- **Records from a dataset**
▽
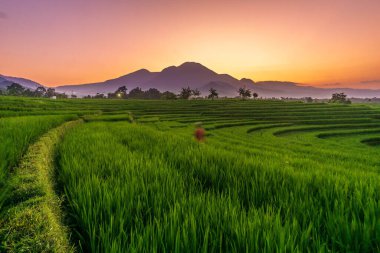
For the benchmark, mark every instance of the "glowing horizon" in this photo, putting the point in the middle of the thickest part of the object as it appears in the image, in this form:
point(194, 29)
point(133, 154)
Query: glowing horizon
point(73, 42)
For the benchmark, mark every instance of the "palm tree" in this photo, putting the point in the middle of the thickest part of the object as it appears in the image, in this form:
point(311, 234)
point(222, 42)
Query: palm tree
point(213, 93)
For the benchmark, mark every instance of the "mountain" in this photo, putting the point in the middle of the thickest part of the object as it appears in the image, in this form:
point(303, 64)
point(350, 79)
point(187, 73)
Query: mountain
point(197, 76)
point(172, 78)
point(8, 80)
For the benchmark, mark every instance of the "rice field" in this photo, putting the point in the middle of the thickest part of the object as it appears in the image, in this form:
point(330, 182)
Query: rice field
point(271, 176)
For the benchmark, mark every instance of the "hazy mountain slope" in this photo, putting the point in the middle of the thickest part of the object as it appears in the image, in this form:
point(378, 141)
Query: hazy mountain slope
point(29, 84)
point(197, 76)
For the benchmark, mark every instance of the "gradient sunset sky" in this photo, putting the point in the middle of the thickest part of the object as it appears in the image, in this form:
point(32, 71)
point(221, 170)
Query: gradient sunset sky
point(323, 42)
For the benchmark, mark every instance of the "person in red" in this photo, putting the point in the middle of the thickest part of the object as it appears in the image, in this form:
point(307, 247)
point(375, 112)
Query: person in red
point(199, 133)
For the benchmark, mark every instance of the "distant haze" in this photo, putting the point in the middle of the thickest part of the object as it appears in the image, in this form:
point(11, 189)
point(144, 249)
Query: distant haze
point(78, 41)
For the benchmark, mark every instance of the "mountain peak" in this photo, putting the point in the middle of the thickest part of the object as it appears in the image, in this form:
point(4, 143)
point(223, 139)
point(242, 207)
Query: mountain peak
point(191, 64)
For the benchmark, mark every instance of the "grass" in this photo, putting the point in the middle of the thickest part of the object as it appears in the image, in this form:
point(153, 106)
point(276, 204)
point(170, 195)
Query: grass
point(33, 220)
point(134, 180)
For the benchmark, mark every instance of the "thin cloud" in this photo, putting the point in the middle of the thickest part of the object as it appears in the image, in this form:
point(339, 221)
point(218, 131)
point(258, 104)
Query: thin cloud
point(3, 15)
point(370, 81)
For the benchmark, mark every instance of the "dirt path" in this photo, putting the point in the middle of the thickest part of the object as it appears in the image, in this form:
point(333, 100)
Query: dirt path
point(32, 221)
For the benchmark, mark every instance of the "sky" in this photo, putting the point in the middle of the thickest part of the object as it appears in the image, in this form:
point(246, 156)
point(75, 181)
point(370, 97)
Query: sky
point(323, 43)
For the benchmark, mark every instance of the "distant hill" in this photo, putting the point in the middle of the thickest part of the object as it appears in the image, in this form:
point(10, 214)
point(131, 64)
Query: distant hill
point(196, 75)
point(8, 80)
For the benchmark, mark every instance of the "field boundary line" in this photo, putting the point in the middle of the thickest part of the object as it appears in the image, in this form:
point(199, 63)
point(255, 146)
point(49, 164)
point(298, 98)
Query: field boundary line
point(33, 221)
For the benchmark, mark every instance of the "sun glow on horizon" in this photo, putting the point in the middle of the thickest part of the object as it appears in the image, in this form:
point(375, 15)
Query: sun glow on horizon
△
- **Written request**
Turn all the material above into a numbered list, one line per item, with blank lines skipped and the pictures left out.

- **Result of the exercise**
1. For the benchmark, mark every instance of the "glowing horizon" in this photo, putting the point in the middle of the thickest part of the object as it appears in the image, in this form:
2. point(194, 29)
3. point(133, 154)
4. Query: glowing horizon
5. point(73, 42)
6. For the benchmark, mark every instance of the "palm tree" in this photo, putting the point in the middle of the thickest part of the object as it appears in the image, in this form:
7. point(311, 234)
8. point(222, 42)
9. Query: palm tree
10. point(213, 93)
11. For the benchmark, mark every instance of the "mountain" in this photo, putting the point in the middle of the thickest part of the object as it appears in the image, in this form:
12. point(303, 64)
13. point(350, 79)
14. point(187, 73)
15. Query: mountain
16. point(197, 76)
17. point(172, 78)
18. point(8, 80)
19. For the benchmark, mark every instance of the "rice field" in this photo, putting the point in the middle of the thickest part of the object as it appears in the image, in this form:
20. point(330, 182)
21. Query: rice field
22. point(271, 176)
23. For the benchmark, mark every instance of the "hazy mountain slope" in this photo, putting the point in the middle of the thickest part of the object as it appears in the image, in this form:
24. point(378, 141)
25. Query: hazy mountain slope
26. point(29, 84)
27. point(197, 76)
28. For the benchmark, mark every instance of the "gradient sunset sky" in this photo, putting the point in the middle of the thickest part of the object as it appears in the image, in this form:
29. point(32, 71)
30. point(221, 170)
31. Query: gradient sunset sky
32. point(323, 42)
33. For the benchmark, mark every instance of the "person in red" in this photo, putting the point in the middle of the thickest part of the object as it appears in the image, in this form:
34. point(307, 247)
35. point(375, 112)
36. Query: person in red
37. point(199, 133)
38. For the benchmark, mark every instance of the "distant haze" in this photo, putting the point in the middle of the thickest part of the object as it appears in the image, in this form:
39. point(11, 189)
40. point(144, 249)
41. Query: distant haze
42. point(78, 41)
43. For the benchmark, mark every instance of the "mountain peak" in this photo, putting the point in the middle of the thickest part of the object as it appears in the image, in this form:
44. point(4, 143)
45. point(223, 139)
46. point(242, 207)
47. Query: mountain peak
48. point(191, 64)
49. For the benchmark, mark every instance of the "grass" in this photo, putting the point in the middle of the thickest part of the object as it appears in the image, in this form:
50. point(153, 106)
51. point(276, 204)
52. point(170, 195)
53. Query: grass
54. point(33, 220)
55. point(134, 180)
56. For the benchmark, mark every instance of the "thin cloud" in this photo, putting the point in the middle of the thickest part of the object as it appears in the image, in this form:
57. point(339, 221)
58. point(218, 131)
59. point(258, 104)
60. Query: thin cloud
61. point(3, 15)
62. point(370, 81)
63. For the benchmark, mark every instance of the "dirt path" in this photo, putting the point in the middle of the thickest part of the object as it appears in the image, in this form:
64. point(333, 100)
65. Query: dirt path
66. point(32, 221)
67. For the benchmark, mark every instance of the "sky" in this photo, putting the point in the middle of the thickest part of the object as it appears in the image, in this form:
68. point(246, 156)
69. point(75, 181)
70. point(370, 97)
71. Query: sky
72. point(323, 43)
73. For the benchmark, mark every instance of the "distant hill" in this photo, putting the point in the middle of the thickest part of the object as it appears in the image, in this form:
74. point(10, 214)
75. point(131, 64)
76. Query: distant hill
77. point(196, 75)
78. point(8, 80)
79. For the benchmark, mark every instance of the "field boundary line" in this photo, putting the point in the middle of the thickest part of the object as it appears in the image, in this form:
80. point(199, 63)
81. point(255, 146)
82. point(49, 164)
83. point(298, 98)
84. Query: field boundary line
85. point(33, 221)
86. For the benchmark, mark every instance of the "sun glow on horizon" in this photo, putting the point in the middle of the thickest part of the object as it appears in the image, in this form:
87. point(375, 15)
88. Query: sun glow on horizon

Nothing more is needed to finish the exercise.